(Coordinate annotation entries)

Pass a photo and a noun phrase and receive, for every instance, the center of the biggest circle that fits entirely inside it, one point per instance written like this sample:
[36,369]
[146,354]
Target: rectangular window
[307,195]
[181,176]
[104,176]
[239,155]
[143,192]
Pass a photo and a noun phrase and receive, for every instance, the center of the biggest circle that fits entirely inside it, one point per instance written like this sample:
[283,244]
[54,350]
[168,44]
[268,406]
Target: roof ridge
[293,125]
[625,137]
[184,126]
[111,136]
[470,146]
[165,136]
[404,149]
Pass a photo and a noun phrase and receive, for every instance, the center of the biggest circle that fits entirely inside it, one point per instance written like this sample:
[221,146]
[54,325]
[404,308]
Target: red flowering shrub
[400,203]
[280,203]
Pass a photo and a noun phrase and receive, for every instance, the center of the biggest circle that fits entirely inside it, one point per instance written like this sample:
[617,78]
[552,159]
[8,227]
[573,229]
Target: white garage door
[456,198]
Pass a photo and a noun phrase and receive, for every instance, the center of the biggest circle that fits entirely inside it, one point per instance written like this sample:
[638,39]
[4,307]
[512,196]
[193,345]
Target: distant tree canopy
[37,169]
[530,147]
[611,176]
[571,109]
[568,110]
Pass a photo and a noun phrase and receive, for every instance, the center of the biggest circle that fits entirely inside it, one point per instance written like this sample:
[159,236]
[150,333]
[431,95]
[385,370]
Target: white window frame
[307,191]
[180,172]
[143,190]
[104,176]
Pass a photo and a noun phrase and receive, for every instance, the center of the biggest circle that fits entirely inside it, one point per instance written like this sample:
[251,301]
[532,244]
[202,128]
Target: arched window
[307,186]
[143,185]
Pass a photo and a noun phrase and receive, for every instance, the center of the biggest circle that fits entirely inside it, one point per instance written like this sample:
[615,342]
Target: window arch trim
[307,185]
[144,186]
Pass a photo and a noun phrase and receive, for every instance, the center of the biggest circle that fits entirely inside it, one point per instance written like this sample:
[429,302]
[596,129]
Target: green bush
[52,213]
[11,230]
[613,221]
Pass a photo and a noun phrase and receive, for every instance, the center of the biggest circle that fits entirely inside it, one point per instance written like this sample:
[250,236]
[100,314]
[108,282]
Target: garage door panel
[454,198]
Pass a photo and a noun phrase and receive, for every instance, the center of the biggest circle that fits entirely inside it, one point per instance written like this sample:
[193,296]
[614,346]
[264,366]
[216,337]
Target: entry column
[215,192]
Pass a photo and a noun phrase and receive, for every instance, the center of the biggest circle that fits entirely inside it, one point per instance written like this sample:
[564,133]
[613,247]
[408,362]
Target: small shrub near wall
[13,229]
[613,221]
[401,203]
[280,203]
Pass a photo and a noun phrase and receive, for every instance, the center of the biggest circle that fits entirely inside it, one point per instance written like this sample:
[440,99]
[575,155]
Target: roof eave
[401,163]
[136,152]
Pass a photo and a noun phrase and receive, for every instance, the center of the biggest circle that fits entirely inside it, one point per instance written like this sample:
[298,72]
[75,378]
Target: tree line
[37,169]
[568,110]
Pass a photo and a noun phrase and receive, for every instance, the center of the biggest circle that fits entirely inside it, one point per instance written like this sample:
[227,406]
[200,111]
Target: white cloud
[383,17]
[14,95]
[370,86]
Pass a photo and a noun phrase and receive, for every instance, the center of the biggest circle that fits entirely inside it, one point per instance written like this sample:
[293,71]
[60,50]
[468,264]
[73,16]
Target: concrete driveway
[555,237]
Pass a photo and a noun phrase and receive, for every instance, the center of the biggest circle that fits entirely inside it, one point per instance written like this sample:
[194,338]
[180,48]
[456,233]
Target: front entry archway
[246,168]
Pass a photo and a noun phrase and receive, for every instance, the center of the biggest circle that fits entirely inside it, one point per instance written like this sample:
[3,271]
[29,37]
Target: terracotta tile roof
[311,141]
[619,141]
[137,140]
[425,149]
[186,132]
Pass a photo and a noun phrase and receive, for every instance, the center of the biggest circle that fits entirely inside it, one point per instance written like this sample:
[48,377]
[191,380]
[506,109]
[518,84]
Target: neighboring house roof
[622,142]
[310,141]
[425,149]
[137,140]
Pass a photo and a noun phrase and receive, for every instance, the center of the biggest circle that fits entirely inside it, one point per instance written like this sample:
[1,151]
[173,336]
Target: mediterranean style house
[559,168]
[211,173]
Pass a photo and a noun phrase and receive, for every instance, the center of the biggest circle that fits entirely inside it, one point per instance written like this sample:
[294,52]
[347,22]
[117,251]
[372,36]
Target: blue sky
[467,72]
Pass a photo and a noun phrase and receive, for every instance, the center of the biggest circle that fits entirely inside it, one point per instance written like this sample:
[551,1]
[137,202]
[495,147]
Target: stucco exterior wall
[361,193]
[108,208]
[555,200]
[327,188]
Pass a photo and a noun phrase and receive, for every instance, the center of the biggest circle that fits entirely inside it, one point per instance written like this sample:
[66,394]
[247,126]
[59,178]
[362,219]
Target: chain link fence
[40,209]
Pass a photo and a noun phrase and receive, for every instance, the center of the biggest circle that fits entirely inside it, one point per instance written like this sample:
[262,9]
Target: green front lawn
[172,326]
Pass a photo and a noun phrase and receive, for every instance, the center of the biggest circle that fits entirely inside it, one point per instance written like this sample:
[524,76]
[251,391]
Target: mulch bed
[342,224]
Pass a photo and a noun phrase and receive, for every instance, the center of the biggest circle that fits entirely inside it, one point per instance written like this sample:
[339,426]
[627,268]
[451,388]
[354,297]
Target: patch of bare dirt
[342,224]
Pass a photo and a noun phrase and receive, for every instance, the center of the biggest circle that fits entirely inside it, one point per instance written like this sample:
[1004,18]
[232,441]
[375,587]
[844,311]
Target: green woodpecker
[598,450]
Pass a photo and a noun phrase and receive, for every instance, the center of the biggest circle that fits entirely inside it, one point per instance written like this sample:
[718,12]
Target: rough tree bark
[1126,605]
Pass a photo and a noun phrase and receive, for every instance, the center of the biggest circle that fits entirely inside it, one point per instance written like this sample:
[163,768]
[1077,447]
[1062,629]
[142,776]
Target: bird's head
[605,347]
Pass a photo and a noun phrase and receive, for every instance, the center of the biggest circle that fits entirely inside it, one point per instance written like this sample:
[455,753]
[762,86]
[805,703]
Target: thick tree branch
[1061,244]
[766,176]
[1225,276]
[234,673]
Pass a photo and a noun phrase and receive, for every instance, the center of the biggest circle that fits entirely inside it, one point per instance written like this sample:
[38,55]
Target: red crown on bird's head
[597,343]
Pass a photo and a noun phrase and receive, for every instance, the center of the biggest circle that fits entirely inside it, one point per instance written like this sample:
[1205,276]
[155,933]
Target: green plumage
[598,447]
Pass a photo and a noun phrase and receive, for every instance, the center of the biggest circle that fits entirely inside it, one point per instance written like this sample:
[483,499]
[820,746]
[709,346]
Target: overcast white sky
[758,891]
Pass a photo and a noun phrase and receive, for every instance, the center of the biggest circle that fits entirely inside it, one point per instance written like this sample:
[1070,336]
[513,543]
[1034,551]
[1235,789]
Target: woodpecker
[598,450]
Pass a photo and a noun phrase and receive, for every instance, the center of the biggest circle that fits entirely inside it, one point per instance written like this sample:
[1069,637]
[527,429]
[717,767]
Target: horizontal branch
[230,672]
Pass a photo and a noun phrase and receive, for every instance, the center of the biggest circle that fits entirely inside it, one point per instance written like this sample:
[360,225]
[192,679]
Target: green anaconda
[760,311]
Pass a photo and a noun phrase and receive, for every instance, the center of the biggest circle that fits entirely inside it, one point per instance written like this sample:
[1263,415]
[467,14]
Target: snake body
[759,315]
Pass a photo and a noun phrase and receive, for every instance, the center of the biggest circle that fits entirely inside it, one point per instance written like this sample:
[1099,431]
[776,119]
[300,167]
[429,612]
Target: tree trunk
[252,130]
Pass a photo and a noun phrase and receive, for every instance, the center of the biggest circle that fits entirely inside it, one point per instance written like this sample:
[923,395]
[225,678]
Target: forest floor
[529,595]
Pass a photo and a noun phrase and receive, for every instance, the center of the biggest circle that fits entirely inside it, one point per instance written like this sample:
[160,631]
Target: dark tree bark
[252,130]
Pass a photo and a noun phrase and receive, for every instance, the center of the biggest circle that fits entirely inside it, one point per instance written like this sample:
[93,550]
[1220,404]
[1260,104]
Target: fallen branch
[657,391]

YOUR OBJECTIVE: Could you collect every line in the data above that contains the word "branch", copying each line unchanged?

TASK OUTPUT:
Target: thick tree branch
Target: horizontal branch
Target: fallen branch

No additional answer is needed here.